About this task:
From the first line to the last, write out the material verbatim.

Provided records section start

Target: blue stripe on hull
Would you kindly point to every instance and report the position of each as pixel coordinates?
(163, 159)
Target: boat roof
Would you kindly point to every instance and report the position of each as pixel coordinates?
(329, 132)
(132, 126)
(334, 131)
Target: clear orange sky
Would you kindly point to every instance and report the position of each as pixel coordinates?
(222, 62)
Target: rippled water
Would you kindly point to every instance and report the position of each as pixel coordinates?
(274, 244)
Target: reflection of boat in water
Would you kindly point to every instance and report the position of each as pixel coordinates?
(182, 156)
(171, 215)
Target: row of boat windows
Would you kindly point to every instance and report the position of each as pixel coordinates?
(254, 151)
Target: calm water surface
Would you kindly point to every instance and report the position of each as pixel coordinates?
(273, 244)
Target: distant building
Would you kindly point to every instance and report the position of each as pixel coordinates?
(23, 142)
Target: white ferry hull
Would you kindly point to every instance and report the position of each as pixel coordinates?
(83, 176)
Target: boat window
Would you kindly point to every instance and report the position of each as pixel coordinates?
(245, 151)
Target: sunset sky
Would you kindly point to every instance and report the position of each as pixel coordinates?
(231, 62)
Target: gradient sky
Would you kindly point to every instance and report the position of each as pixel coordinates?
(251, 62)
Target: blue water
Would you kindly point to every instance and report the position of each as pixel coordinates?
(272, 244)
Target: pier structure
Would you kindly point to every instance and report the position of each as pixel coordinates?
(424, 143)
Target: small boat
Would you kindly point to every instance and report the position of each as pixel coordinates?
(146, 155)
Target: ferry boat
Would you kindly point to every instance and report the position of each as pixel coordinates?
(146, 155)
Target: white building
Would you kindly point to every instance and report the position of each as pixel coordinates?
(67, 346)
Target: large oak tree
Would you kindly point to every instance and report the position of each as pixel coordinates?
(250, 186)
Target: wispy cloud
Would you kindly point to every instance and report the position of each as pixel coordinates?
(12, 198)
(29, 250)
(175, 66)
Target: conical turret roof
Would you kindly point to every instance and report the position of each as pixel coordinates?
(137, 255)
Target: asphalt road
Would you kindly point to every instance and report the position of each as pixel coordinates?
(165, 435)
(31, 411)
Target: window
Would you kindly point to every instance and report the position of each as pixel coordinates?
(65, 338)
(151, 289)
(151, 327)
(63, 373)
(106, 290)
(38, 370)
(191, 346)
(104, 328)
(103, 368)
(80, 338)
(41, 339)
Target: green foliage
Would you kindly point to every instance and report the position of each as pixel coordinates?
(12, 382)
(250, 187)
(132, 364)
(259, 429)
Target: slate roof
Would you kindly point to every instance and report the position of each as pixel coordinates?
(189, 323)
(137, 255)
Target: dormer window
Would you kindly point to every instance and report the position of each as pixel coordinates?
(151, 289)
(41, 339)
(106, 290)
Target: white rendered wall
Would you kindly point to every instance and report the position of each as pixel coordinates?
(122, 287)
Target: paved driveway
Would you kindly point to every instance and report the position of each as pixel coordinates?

Provided records section end

Task response:
Target: blue stripe on hull
Would you kindly point to every instance and report the position of each as pixel coordinates?
(163, 159)
Target: boat roof
Would you kindly point to every instance and report the position of each as pixel coordinates?
(329, 132)
(132, 126)
(334, 131)
Target: clear orange sky
Would you kindly point to every instance and report the position of each as pixel coordinates?
(222, 62)
Target: rippled water
Would you kindly point to every instance and report the position of each as pixel coordinates?
(274, 244)
Target: reflection of boat in water
Would you kindly point to every instance and report the position of each as pixel coordinates?
(182, 156)
(171, 215)
Target: row of boat windows
Would you kindly point to every instance and report the position of each as pixel coordinates?
(254, 151)
Target: calm water surface
Would you kindly point to every instance and report the position of each as pixel coordinates?
(273, 244)
Target: distant building
Would you kindly point to every instance and report the position of each as pixel coordinates?
(23, 142)
Target: white ferry hull
Would you kindly point to every instance and report the position of each as pixel coordinates?
(83, 176)
Target: boat window
Would you kindly point to every instance and report the position of each as pixel coordinates?
(245, 151)
Target: sunset sky
Would you kindly point to every instance and report the position of each as pixel coordinates?
(231, 62)
Target: gradient sky
Would you kindly point to every instance and report the position of each as pixel coordinates?
(251, 62)
Target: blue water
Would you kindly point to every instance and report the position of each as pixel coordinates?
(272, 244)
Target: pier structure
Would you kindly point to every instance and report the position of each as pixel coordinates?
(424, 143)
Target: small boat
Would you kindly point to every instance and report the position of each as pixel coordinates?
(146, 155)
Target: ferry boat
Would you kindly point to every instance and report the position of each as pixel coordinates?
(146, 155)
Target: white building
Would you kindly point to every instance and report the position of each as pixel coordinates?
(67, 346)
Target: large oak tree
Would you kindly point to every instance and report the position of each as pixel coordinates?
(250, 186)
Target: wispy cloud
Would you kindly point to every instance and report the position of each as pixel coordinates?
(12, 198)
(29, 250)
(175, 66)
Target: conical turret roof
Would you kindly point to every instance and report the position of each as pixel coordinates?
(137, 255)
Target: asphalt road
Would you kindly point to every instance and report the position of each as pixel coordinates?
(165, 435)
(31, 411)
Target: window
Would you kindly point to every instance and report the position of each as pixel coordinates?
(65, 338)
(151, 289)
(151, 327)
(63, 373)
(106, 290)
(38, 370)
(191, 346)
(104, 328)
(103, 368)
(80, 338)
(41, 339)
Target: green foliage
Would you kindly point to every instance and report the position of each as pixel coordinates?
(12, 382)
(250, 187)
(132, 364)
(259, 429)
Target: slate roof
Would you kindly point to every instance and report the position of each as pixel coordinates?
(189, 323)
(137, 255)
Target: dormer window
Would you kindly point to every instance and report the position of each as pixel coordinates?
(151, 289)
(41, 339)
(106, 290)
Target: white rendered wall
Would you kindly point to every instance and report the position of each as pixel coordinates?
(122, 287)
Target: paved driveway
Would you kindly point to every instance and report the position of each as pixel coordinates?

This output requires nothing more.